> _Extracted material_:
:::::

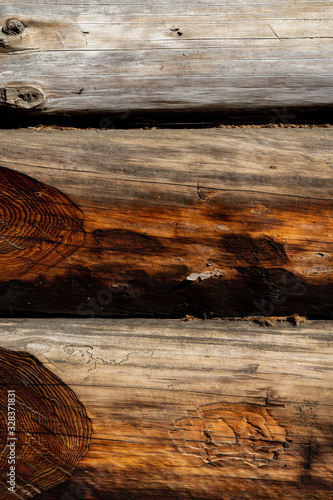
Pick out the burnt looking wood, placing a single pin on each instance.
(208, 223)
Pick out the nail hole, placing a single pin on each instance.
(13, 27)
(28, 96)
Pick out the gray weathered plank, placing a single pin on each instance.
(85, 56)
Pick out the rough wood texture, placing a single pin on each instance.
(88, 56)
(204, 410)
(44, 429)
(223, 222)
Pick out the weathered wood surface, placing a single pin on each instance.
(88, 56)
(205, 409)
(216, 222)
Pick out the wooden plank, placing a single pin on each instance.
(85, 56)
(204, 409)
(211, 222)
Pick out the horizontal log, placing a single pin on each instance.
(203, 409)
(218, 222)
(86, 57)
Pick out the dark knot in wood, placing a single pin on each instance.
(44, 429)
(21, 97)
(13, 27)
(38, 225)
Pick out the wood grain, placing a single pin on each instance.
(44, 431)
(88, 56)
(203, 410)
(209, 222)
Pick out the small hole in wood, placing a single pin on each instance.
(13, 27)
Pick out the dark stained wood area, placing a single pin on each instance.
(222, 222)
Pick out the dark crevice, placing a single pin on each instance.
(178, 119)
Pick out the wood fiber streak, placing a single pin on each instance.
(217, 222)
(52, 431)
(88, 57)
(193, 410)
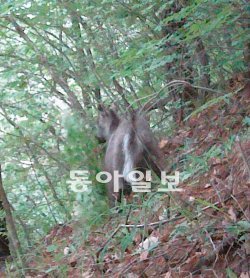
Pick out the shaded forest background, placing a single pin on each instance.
(59, 59)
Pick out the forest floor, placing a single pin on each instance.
(207, 234)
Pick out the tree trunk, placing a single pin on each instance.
(15, 244)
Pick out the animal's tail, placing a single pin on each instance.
(131, 149)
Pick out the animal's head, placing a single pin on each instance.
(107, 122)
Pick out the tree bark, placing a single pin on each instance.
(13, 237)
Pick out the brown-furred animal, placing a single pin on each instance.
(130, 146)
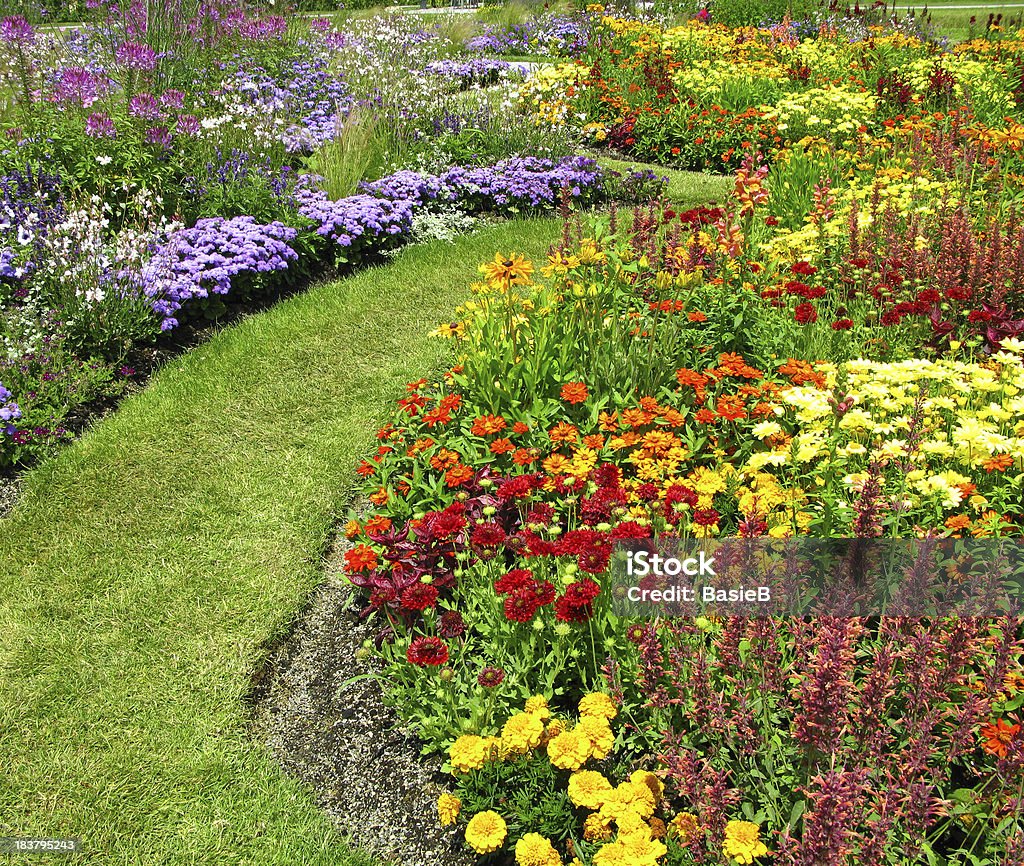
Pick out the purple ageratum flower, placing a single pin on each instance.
(159, 136)
(136, 56)
(9, 412)
(99, 126)
(17, 31)
(144, 105)
(209, 257)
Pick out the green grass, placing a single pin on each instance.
(150, 564)
(685, 187)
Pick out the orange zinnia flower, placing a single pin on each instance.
(731, 408)
(360, 558)
(502, 446)
(574, 392)
(523, 457)
(563, 432)
(444, 460)
(998, 463)
(998, 736)
(636, 418)
(378, 523)
(487, 424)
(458, 475)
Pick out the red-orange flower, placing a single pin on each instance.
(563, 432)
(574, 392)
(998, 736)
(360, 558)
(458, 475)
(502, 446)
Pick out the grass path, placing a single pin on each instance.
(151, 562)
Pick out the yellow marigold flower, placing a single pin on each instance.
(645, 777)
(685, 827)
(468, 752)
(538, 705)
(568, 750)
(535, 850)
(742, 841)
(599, 704)
(522, 732)
(587, 788)
(598, 734)
(448, 809)
(485, 832)
(594, 829)
(628, 797)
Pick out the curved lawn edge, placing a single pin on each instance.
(148, 565)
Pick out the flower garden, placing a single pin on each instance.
(835, 350)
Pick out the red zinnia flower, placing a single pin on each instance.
(419, 596)
(521, 605)
(427, 651)
(491, 677)
(360, 558)
(452, 624)
(805, 313)
(574, 392)
(517, 578)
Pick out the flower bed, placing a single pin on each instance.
(689, 376)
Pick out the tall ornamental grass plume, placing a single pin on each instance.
(847, 739)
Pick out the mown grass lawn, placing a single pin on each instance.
(151, 563)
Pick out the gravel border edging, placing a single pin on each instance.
(339, 738)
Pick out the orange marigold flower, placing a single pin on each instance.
(502, 446)
(960, 521)
(998, 463)
(444, 460)
(563, 432)
(574, 392)
(360, 558)
(458, 475)
(487, 424)
(998, 736)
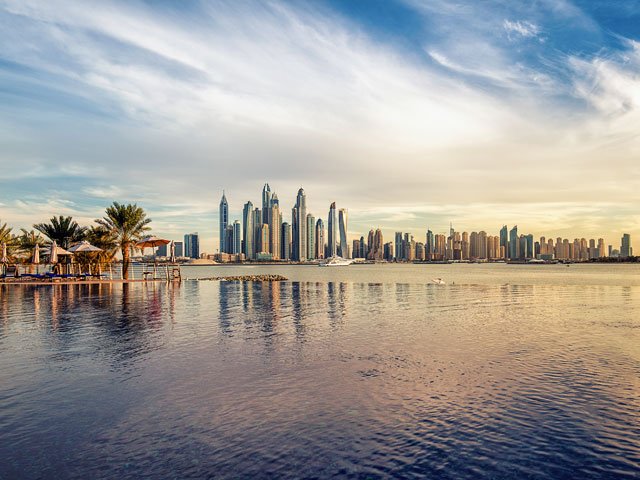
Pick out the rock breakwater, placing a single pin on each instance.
(247, 278)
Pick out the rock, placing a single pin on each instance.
(249, 278)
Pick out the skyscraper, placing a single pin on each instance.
(301, 226)
(285, 240)
(192, 245)
(429, 245)
(504, 240)
(333, 230)
(266, 203)
(237, 238)
(179, 247)
(320, 239)
(514, 243)
(275, 222)
(224, 220)
(311, 236)
(248, 224)
(398, 247)
(344, 247)
(625, 247)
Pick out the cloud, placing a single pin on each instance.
(522, 28)
(166, 108)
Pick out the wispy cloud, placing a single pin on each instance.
(521, 28)
(166, 107)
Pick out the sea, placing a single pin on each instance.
(359, 372)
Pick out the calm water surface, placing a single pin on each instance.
(357, 372)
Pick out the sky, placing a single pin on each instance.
(409, 113)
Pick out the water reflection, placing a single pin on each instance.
(319, 379)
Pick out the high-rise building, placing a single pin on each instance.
(266, 203)
(285, 242)
(263, 245)
(237, 238)
(504, 239)
(311, 236)
(300, 239)
(377, 250)
(320, 241)
(248, 231)
(224, 221)
(514, 243)
(398, 247)
(333, 230)
(342, 220)
(625, 246)
(429, 245)
(192, 245)
(274, 220)
(529, 243)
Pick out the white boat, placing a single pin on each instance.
(336, 261)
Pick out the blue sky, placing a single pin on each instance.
(409, 113)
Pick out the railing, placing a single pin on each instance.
(108, 271)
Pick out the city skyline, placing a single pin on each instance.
(270, 238)
(409, 113)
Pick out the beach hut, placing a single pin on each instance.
(4, 259)
(153, 242)
(85, 247)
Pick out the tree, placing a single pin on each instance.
(5, 233)
(102, 238)
(8, 238)
(26, 242)
(128, 224)
(64, 230)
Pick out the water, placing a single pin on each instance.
(357, 372)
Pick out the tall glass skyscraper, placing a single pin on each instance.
(514, 243)
(248, 230)
(319, 239)
(285, 241)
(311, 236)
(625, 247)
(504, 240)
(237, 238)
(344, 248)
(301, 227)
(333, 230)
(224, 221)
(192, 245)
(266, 203)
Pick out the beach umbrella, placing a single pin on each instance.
(84, 246)
(151, 241)
(53, 255)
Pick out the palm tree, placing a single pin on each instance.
(5, 234)
(104, 239)
(63, 230)
(127, 223)
(27, 241)
(8, 238)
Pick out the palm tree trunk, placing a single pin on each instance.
(125, 262)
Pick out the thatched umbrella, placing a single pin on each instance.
(84, 247)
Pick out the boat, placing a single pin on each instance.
(336, 261)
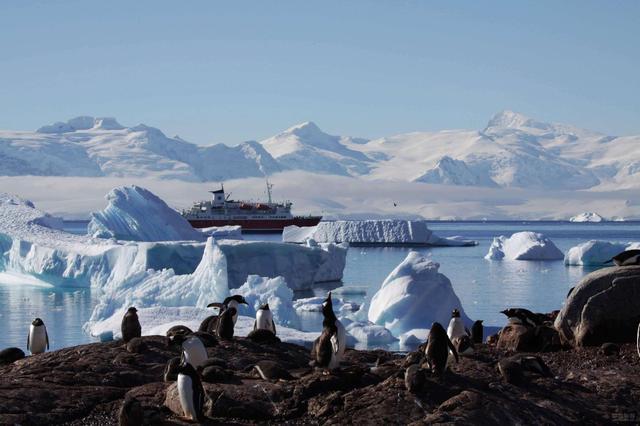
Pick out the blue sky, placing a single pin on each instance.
(232, 71)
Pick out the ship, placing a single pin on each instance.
(253, 216)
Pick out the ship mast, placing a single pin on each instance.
(269, 186)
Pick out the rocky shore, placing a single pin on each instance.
(112, 383)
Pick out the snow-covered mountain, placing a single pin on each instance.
(85, 146)
(306, 147)
(511, 151)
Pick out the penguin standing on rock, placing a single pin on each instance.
(191, 392)
(234, 302)
(329, 347)
(38, 339)
(477, 332)
(193, 350)
(437, 351)
(225, 324)
(264, 319)
(456, 326)
(130, 326)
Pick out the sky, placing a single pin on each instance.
(234, 71)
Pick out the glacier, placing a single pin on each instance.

:::::

> _What the exercise asks_:
When you copy the records above, keep every word exact and drop the pictures.

> _Solution below_:
Pick out the burnt looking wood, placing a single pin on each instance.
(208, 223)
Pick out the nail hole, placing a single pin on each instance.
(13, 27)
(28, 96)
Pick out the gray weathered plank, placing a single pin on each instance.
(85, 56)
Pick out the rough wood texture, placing a single pin on each instance.
(88, 56)
(204, 410)
(44, 429)
(223, 222)
Pick out the weathered wood surface, placing a single pin on each instance.
(88, 56)
(205, 409)
(216, 222)
Pick out the wooden plank, placing a single pin on each instance.
(85, 56)
(204, 409)
(211, 222)
Pick out the horizontal log, placing a single pin on each instance.
(203, 409)
(218, 222)
(86, 57)
Pick out the dark knot in wood, placing a single pin on each instance.
(44, 429)
(21, 97)
(13, 27)
(38, 225)
Pick out the wood grain, placing a single pin on each instance.
(44, 431)
(88, 56)
(203, 410)
(209, 222)
Pick out the small hole in wood, placing a single pin on each instance.
(13, 27)
Pick out the dark stained wood area, placing a single pin on each instance.
(222, 222)
Pick out the dark crevice, placing a single pin on each instance.
(178, 119)
Pick out the wood fiber streak, placing a single pin on each instance.
(217, 222)
(52, 431)
(88, 57)
(193, 410)
Pick out the shaded forest background, placing a single pin on each instance.
(59, 59)
Pick out the forest floor, placing a single pin on each instance.
(207, 234)
Pick out the tree trunk, placing a single pin on each instance.
(15, 244)
Pick out the animal's tail, placing a single pin on each instance.
(131, 149)
Pick out the animal's head, placing a single pin on each instance.
(107, 122)
Pick out the tree bark, placing a single pin on each instance.
(13, 237)
Pick out the brown-furred animal, placing a single pin on each instance.
(130, 146)
Pick out the purple ageratum flower, placing a single pin on each instance.
(159, 136)
(136, 56)
(9, 412)
(99, 126)
(17, 31)
(144, 105)
(209, 257)
Pick out the green grass, placing a single pin on each instance.
(150, 564)
(685, 187)
Pick out the orange zinnia flower, placing a single pin on each instance.
(731, 408)
(360, 558)
(502, 446)
(574, 392)
(523, 457)
(563, 432)
(444, 460)
(998, 463)
(998, 736)
(636, 418)
(378, 523)
(487, 424)
(458, 475)
Pick out the red-orange flower, placing a single pin on each instance.
(563, 432)
(574, 392)
(998, 736)
(360, 558)
(458, 475)
(502, 446)
Pick out the grass path, placing a single pin on each instance.
(151, 562)
Pick out the yellow marigold flower, placing a single pin on each instance.
(645, 777)
(685, 827)
(468, 752)
(538, 705)
(568, 750)
(535, 850)
(742, 841)
(599, 704)
(522, 732)
(587, 788)
(598, 734)
(448, 809)
(485, 832)
(594, 829)
(628, 797)
Pick out the curved lawn edge, placing a single pin on each instance.
(148, 565)
Pick out the flower garden, placing a single pin on each instance.
(835, 350)
Pick out the red zinnia flower, placing a single pin on each instance.
(419, 596)
(521, 605)
(427, 651)
(491, 677)
(360, 558)
(452, 624)
(805, 313)
(574, 392)
(517, 578)
Pick out the flower bed, placing a single pin on each instance.
(689, 376)
Pick out the tall ornamental grass plume, placing a single pin on each instance.
(847, 739)
Pick out the mown grass lawn, placing a single pin on each instance.
(151, 563)
Pick out the gravel border edging, placing a single pin on each instance.
(339, 738)
Pick out the orange marigold flower, placing a single pin on each instance.
(502, 446)
(960, 521)
(998, 463)
(444, 460)
(563, 432)
(574, 392)
(360, 558)
(458, 475)
(487, 424)
(998, 736)
Pick out the rock breakwater, placing a single pin on each instance.
(247, 278)
Pick out the rock, placing a single pin on each instance.
(249, 278)
Pick out the skyscraper, placing a single pin on each instance.
(301, 226)
(285, 240)
(192, 245)
(429, 245)
(504, 240)
(333, 230)
(266, 203)
(237, 238)
(179, 247)
(320, 239)
(514, 243)
(275, 222)
(224, 220)
(311, 236)
(248, 224)
(398, 247)
(344, 247)
(625, 247)
Pick out the cloud, placing a single pin on each instance.
(522, 28)
(166, 108)
Pick out the wispy cloud, placing a single pin on each instance.
(521, 28)
(166, 107)
Pick out the sea, placing a single pin on each instance.
(359, 372)
Pick out the calm water surface, placing a single pin on each instance.
(357, 372)
Pick out the sky, placing a single pin on each instance.
(409, 113)
Pick out the water reflection, placing a single pin on each instance.
(319, 379)
Pick out the high-rise building, placing a single pin on each instance.
(266, 203)
(285, 242)
(263, 245)
(237, 238)
(504, 239)
(311, 236)
(300, 239)
(377, 250)
(320, 241)
(248, 231)
(224, 221)
(514, 243)
(398, 247)
(333, 230)
(342, 220)
(625, 246)
(429, 245)
(192, 245)
(274, 220)
(529, 243)
Pick out the white boat, placing a single pin on each instance.
(336, 261)
Pick out the blue sky, placing a single pin on each instance.
(409, 113)
Pick out the railing, placing a single pin on each instance.
(108, 271)
Pick out the city skyline, placing a single pin on each instance.
(270, 238)
(409, 113)
Pick out the beach hut, placing a single pin on each instance.
(4, 259)
(153, 242)
(85, 247)
Pick out the tree, placing a single pin on each instance.
(5, 233)
(102, 238)
(8, 238)
(26, 242)
(128, 224)
(64, 230)
Pick out the water, placing a single pin on each instance.
(357, 372)
Pick out the tall glass skyscraper, placing a single pin on each instance.
(514, 243)
(248, 230)
(319, 239)
(285, 241)
(311, 236)
(625, 247)
(504, 240)
(237, 238)
(344, 248)
(301, 227)
(333, 230)
(224, 221)
(192, 245)
(266, 203)
Pick out the beach umbrella, placing a single pin on each instance.
(84, 246)
(151, 241)
(53, 255)
Pick out the palm tree, placing a single pin on each instance.
(5, 234)
(104, 239)
(63, 230)
(127, 223)
(27, 241)
(8, 238)
Pick out the palm tree trunk, placing a single pin on each instance.
(125, 262)
Pick out the thatched umbrella, placing a single pin on each instance.
(84, 247)
Pick out the boat, placing a single pin on each instance.
(336, 261)
Pick out the blue sky, placing a single pin on each instance.
(232, 71)
Pick out the ship, placing a single pin on each instance.
(253, 216)
Pick out the ship mast, placing a single pin on each instance.
(269, 186)
Pick out the rocky shore, placing a single pin on each instance.
(112, 383)
Pick out the snow-covered mountain, placing a single pin on each instance.
(85, 146)
(306, 147)
(511, 151)
Pick out the penguin standing on rock, placing a single pin on each instance.
(191, 392)
(234, 302)
(329, 347)
(38, 339)
(477, 332)
(193, 350)
(437, 351)
(225, 324)
(264, 319)
(456, 326)
(130, 326)
Pick out the sky, placing a single pin on each instance.
(234, 71)
Pick out the glacier, placing a single pin on each instance.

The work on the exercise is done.